PROBLEMS TO WORK ON —
A - Answer these questions from the article about the new reading clinic, one per line:
(i) In which department of Lincoln County Hospital are the clinics held?
(ii) How often are the Visual Stress Clinics run?
(iii) How old is the patient pictured with the specialist orthoptist?
B - Reproduce word for word the part of the article about the new reading clinic between "School-age children are" and "challenges with reading.", inclusive.

December 30, 2010 1.57 pm This story is over 155 months old

New clinic for pupils with reading problems

Read up: A new clinic at the Lincoln County Hospital will help children with reading previously unidentified reading problems.

School-age children are being targeted by a new hospital clinic aimed at improving reading skills and confidence.

The new Visual Stress Clinics, run every week at Lincoln County Hospital, aim to help children with previously unidentifiable challenges with reading.

At the clinics, held in the Orthoptic Department, patients have their structural, functional and perceptual vision assessed and treatment is offered as necessary.

Head Orthoptist Pam King said the new clinics were set up because they saw children with reading difficulties, not always explained by eyesight problems alone.

“This clinic was set up for children who are having reading difficulties at school and is run by an orthoptist who specialises in reading difficulties,” she said.

“Our specialist orthoptist Elizabeth Clarke (pictured with patient Sophie Richardson, aged 7) can do all of the testing required at the clinic, in one place, and can then communicate with the child’s school advising them of things they can try with the child to improve their reading.

“So far this has been a great success, as in just a few visits we have seen children gaining much more confidence in reading and getting on better with their school work as a result.”

Appointments are structured to ensure that school-age patients miss as little school time as possible and most patients report an improvement after the first session.

This has reflected in a noticeable improvement for the patients in school work and other areas such as general confidence and behaviour.

DATA LISTING —
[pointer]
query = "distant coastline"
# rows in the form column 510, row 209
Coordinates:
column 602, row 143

SOLUTIONS FOR EACH TASK —
A -
(i) The Orthoptic Department
(ii) Every week
(iii) 7

B -
School-age children are being targeted by a new hospital clinic aimed at improving reading skills and confidence.

The new Visual Stress Clinics, run every week at Lincoln County Hospital, aim to help children with previously unidentifiable challenges with reading.